Texto selecionado
De 2008 a 2018, em Fortaleza, foram registrados diagnósticos de dengue dos sorotipos 1, 2 e 4
No ano passado, conforme Nélio Morais, o Ceará teve uma autolimitação de transmissibilidade do tipo 1, fator que motivou uma redução drástica dos casos, inclusive em Fortaleza. Em 2019, a expectativa é que retorne um sorotipo que deixou de existir por um determinado período. "Como tem-se observado o tipo 2 isoladamente em alguns estados, como Minas Gerais, é possível que retorne. Já temos uma população de 10 anos - nascidos após 2008 - que não é confrontada por ele, que pode ter formas mais graves".Pediátrica
A preocupação é justificada pelo ciclo regular de epidemias da doença. A migração também pode facilitar o retorno do sorotipo.
"Até onde fizemos monitoramento, só temos casos de dengue tipo 1, em 2017 e 2018. Geralmente, a epidemia começa em alguns pontos do Estado, em uma ou duas microrregiões. Por isso é importante que a monitoração seja feita a nível estadual", afirma Fabio Miyajima, especialista em Saúde Pública da Fundação Oswaldo Cruz (Fiocruz) no Ceará.
O potencial retorno do sorotipo 2 gera um alerta em especial para crianças de até 10 anos de idade. A população pediátrica que se acumulou de 2008 até agora já pode ter se infectado uma vez por outra variação da dengue. "Essa é a população que está mais exposta para pegar o tipo 2 e desenvolver casos mais graves", explica o infectologista do Hospital São José, Robério Leite.
"O sorotipo 2 da dengue tem a característica de ser mais virulento" Robério Leite - Infectologista
A manifestação da doença se dá através de dores abdominais fortes e persistentes, sinal de hemorragia, respiração rápida, palidez súbita, vômitos persistentes que levam à desidratação e tontura, tanto em crianças quanto em adultos. Crianças abaixo de dois anos, porém, podem ter mais risco de complicações.

Dados fornecidos

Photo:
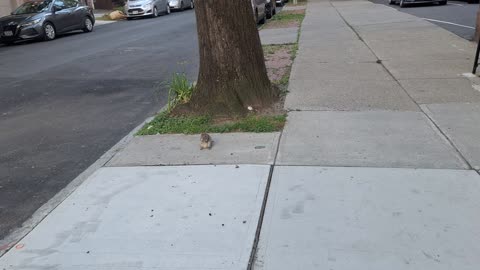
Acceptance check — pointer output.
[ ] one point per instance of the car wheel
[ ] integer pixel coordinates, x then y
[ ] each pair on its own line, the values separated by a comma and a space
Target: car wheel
87, 25
268, 13
155, 12
49, 32
264, 19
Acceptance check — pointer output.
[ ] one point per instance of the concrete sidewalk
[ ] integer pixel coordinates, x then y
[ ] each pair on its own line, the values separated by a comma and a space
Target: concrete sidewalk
376, 169
378, 96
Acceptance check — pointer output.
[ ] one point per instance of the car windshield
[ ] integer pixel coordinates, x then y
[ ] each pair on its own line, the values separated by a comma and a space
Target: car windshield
32, 7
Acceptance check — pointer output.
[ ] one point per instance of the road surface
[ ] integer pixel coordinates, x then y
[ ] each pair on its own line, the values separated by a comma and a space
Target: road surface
457, 17
64, 103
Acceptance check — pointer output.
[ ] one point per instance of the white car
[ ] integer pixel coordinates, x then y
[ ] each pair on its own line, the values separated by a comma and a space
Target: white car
259, 10
181, 4
403, 3
143, 8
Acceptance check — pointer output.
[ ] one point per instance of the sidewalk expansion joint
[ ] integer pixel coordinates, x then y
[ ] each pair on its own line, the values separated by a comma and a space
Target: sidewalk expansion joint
253, 254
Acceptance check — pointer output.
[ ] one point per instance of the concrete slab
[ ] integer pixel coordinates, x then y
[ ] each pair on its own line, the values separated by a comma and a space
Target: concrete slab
348, 50
375, 219
339, 71
430, 49
365, 139
441, 90
312, 38
279, 36
199, 217
179, 149
428, 69
348, 95
460, 122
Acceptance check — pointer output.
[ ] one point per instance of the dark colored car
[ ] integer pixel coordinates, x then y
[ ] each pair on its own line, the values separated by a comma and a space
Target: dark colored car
45, 19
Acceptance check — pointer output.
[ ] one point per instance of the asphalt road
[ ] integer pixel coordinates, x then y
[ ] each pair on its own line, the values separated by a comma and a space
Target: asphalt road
457, 17
64, 103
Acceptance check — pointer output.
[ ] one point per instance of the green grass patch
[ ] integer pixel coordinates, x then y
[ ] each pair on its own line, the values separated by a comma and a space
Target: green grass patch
166, 124
180, 90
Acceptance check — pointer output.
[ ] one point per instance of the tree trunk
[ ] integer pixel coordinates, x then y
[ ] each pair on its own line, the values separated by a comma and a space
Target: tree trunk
232, 73
477, 30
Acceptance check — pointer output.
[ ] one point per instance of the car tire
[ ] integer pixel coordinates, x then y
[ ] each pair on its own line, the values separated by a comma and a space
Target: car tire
269, 13
49, 32
264, 19
87, 25
155, 12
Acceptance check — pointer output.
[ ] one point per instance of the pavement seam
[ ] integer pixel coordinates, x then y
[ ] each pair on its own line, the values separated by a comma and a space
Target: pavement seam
434, 125
253, 253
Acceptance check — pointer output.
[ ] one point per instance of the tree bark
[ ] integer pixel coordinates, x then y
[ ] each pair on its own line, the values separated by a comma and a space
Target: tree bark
232, 72
477, 29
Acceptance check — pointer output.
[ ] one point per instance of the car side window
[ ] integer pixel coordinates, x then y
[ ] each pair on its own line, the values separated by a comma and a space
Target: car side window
59, 4
70, 3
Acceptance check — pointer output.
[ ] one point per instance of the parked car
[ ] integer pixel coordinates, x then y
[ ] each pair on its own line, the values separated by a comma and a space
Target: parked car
259, 10
146, 8
45, 19
181, 4
403, 3
271, 8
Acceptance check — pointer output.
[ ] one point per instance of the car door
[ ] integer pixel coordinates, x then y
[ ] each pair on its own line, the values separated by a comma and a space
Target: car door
61, 16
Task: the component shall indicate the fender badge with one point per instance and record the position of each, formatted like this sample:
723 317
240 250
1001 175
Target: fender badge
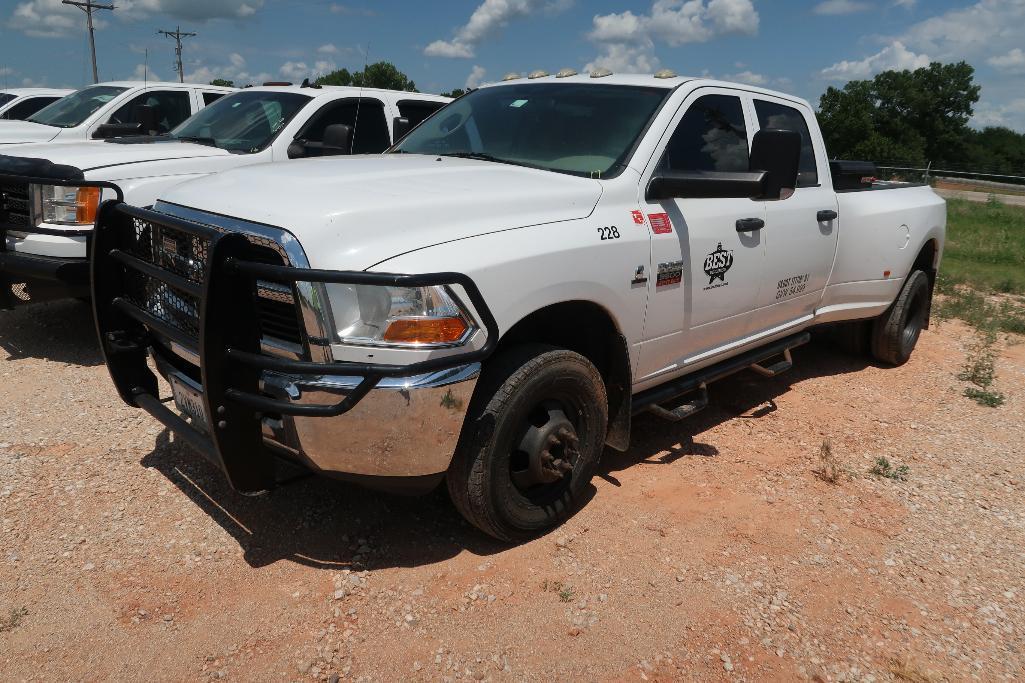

Instruções do exercício
Escreva a continuação do texto sobre o retorno do sorotipo 2 da dengue, a partir da última frase apresentada.

Caixa de resposta
"O momento de casos mais graves engana o leigo. No terceiro ou quarto dia, a febre passa, fazendo com que a pessoa pense que se recuperou. Na verdade, isso precede o momento mais grave da doença", alerta o infectologista.
Controle
Caso os sintomas característicos sejam identificados, recomenda-se procurar um médico quanto antes. Repouso e hidratação também são cruciais para que o paciente se recupere de maneira adequada.
Como de praxe, o controle vetorial se faz necessário, principalmente durante o período de chuvas. Para eliminar os criadouros do mosquito, é preciso cuidado, atenção e monitoramento.
"O fenômeno calor-chuva-umidade aumenta o ciclo reprodutivo do vetor. Devemos realizar mutirões, formação das brigadas, tudo para atravessar 2019 tranquilamente", diz Nélio Morais.
Como forma de complementar as medidas de controle vetorial, Fabio Miyajima destaca o Programa Mundial do Mosquito (WMP, na sigla em inglês). O projeto criado por pesquisadores australianos promove a substituição do Aedes aegypti por mosquitos Aedes aegypti com a bactéria Wolbachia, que têm capacidade reduzida de transmitir arboviroses como dengue, zika e chikungunya. "O Ceará está pleiteando receber esse programa, com negociações avançadas com a Fiocruz do Rio de Janeiro", afirma o especialista.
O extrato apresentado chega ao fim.